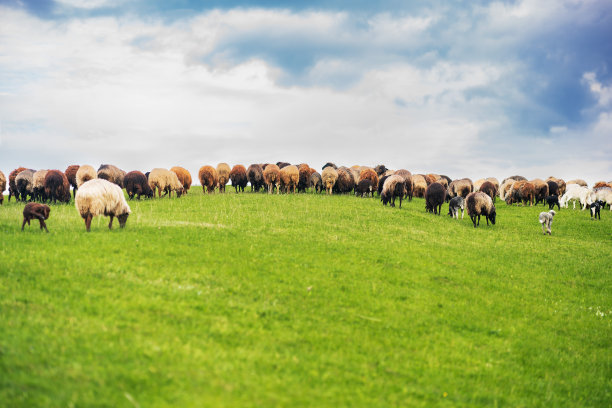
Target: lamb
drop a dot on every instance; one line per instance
(84, 174)
(111, 173)
(478, 204)
(208, 179)
(455, 204)
(223, 173)
(289, 178)
(239, 177)
(183, 176)
(255, 177)
(546, 221)
(36, 211)
(435, 196)
(272, 178)
(393, 188)
(136, 183)
(57, 186)
(166, 181)
(329, 177)
(101, 197)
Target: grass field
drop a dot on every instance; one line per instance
(254, 301)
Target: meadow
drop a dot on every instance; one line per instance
(304, 300)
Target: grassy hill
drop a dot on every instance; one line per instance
(306, 300)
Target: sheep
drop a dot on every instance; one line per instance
(255, 177)
(455, 204)
(101, 197)
(478, 204)
(2, 187)
(208, 179)
(84, 174)
(57, 186)
(435, 196)
(316, 183)
(223, 173)
(38, 185)
(289, 178)
(393, 188)
(546, 221)
(329, 177)
(183, 176)
(111, 173)
(166, 181)
(12, 185)
(136, 183)
(36, 211)
(25, 185)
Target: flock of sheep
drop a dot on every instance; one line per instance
(100, 192)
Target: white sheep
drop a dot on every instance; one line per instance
(101, 197)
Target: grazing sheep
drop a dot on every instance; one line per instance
(84, 174)
(289, 178)
(393, 188)
(111, 173)
(316, 183)
(136, 184)
(272, 178)
(239, 177)
(478, 204)
(36, 211)
(70, 173)
(166, 181)
(546, 221)
(25, 185)
(456, 204)
(255, 177)
(184, 177)
(223, 173)
(38, 185)
(57, 186)
(329, 177)
(435, 196)
(101, 197)
(208, 179)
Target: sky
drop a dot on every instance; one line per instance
(463, 88)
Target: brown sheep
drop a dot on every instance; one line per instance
(272, 178)
(36, 211)
(223, 172)
(208, 179)
(478, 204)
(289, 178)
(238, 177)
(184, 177)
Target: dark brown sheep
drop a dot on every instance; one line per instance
(435, 196)
(239, 177)
(36, 211)
(136, 184)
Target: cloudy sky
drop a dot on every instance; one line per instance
(464, 88)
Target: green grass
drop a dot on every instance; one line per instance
(307, 300)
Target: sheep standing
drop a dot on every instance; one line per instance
(184, 177)
(84, 174)
(239, 177)
(101, 197)
(329, 177)
(208, 179)
(435, 196)
(223, 173)
(111, 173)
(478, 204)
(546, 221)
(289, 178)
(272, 178)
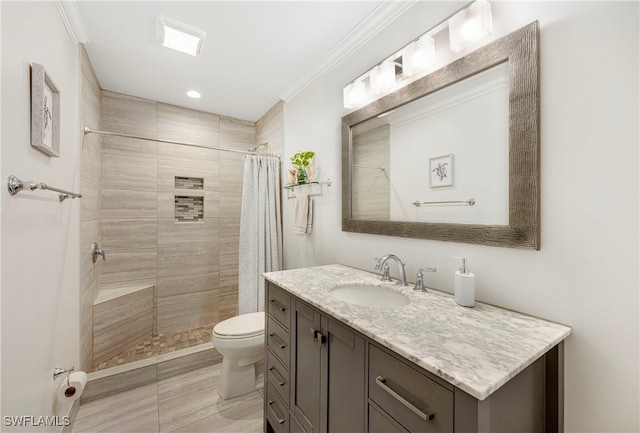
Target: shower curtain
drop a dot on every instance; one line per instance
(260, 230)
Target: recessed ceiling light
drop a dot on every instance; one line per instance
(180, 36)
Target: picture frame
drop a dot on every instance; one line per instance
(441, 171)
(45, 112)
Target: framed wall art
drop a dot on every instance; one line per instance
(45, 112)
(441, 171)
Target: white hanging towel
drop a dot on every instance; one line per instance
(302, 214)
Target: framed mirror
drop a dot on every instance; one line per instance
(452, 156)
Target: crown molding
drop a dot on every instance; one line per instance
(371, 25)
(72, 20)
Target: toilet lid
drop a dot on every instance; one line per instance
(242, 326)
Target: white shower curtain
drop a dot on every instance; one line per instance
(260, 230)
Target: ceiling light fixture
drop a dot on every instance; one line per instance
(180, 36)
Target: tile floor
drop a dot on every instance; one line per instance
(161, 344)
(186, 403)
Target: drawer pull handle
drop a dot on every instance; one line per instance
(273, 412)
(380, 382)
(278, 305)
(277, 340)
(275, 374)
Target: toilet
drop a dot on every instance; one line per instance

·····

- _Required action_
Within the material, how many lines hold the string "framed"? Give the number by itself.

- _Exercise response_
2